--- Start Text provided ---

Pick up the pace of pilgrims

A new walk on a former pilgrim trail in Tipperary gives an insight into the past while being mindful of a sustainable future, …

A new walk on a former pilgrim trail in Tipperary gives an insight into the past while being mindful of a sustainable future, writes JOHN G DWYER

A FEATURE OF modern life is a phenomenon known as the “death of distance”. In a little over a century, railways, cars and planes have shrunk our planet to a size where we can travel almost anywhere worldwide within about 48 hours.

As denizens of this global village we are apt to forget that, not so long ago, a night spent away from home was rare and the limit of most journeys was a half day’s walk from one’s fireside. But for those who did travel, the slow pace carried its own reward – a deep interaction with the landscape that is impossible nowadays as we hurtle past at 100kph.

Today, I won’t be hurtling anywhere but will instead be savouring the Tipperary countryside at a pace that was universal for ordinary folk until well into the second-last century.

READ MORE

I am among the first group to be invited to ramble the Pilgrim Loop – a new walkway that follows ancient paths above the airy village of Kilcommon – that was stoically footed by generations immemorial when distances were very real indeed and the next valley could seem another country.

First we are greeted by Fr Dan Woods, a local priest with 36 years service to the community and an abiding passion for history and folklore. With rich vivacity he explains that the first paved road was only completed to Kilcommon in 1831 and up until then all travel was by a dense network of Mass paths. These not only helped maintain “an unbroken chain of faith in the area” but also provided a lifeline for all other human interactions.

On setting out it’s immediately clear that this isn’t just any old walk but a captivating trail with abundant aces up its bucolic sleeve. First to capture our curiosity is a delightfully laid out prayer garden where a long-standing tradition of pilgrimage continues unabated, with thousands of the faithful still gathering here in reverence on special summer days.

Then it’s out onto the lower slopes of Mauherslieve (Mother Mountain) where the pagan goddess Eibhlin once held sway.

--- End Text provided ---

Exercise A: In the pilgrim-walk article, in what year was the first paved road completed to Kilcommon?
Exercise B: Reproduce verbatim the passage of the pilgrim-walk article starting at "On setting out" and ending at "special summer days.".

--- Start Data shown ---

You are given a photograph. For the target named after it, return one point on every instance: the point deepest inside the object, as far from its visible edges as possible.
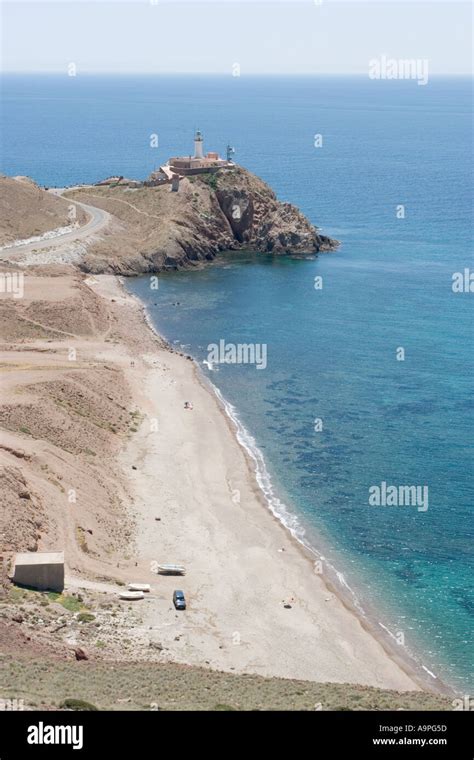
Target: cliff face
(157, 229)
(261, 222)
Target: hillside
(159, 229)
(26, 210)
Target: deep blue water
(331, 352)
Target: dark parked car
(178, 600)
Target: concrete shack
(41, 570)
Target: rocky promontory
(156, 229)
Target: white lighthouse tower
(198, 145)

--- End Data shown ---
--- Start Data shown ---

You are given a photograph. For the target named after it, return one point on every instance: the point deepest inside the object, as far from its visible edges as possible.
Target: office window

--- End Data shown ---

Task output A: 1831

Task output B:
On setting out it’s immediately clear that this isn’t just any old walk but a captivating trail with abundant aces up its bucolic sleeve. First to capture our curiosity is a delightfully laid out prayer garden where a long-standing tradition of pilgrimage continues unabated, with thousands of the faithful still gathering here in reverence on special summer days.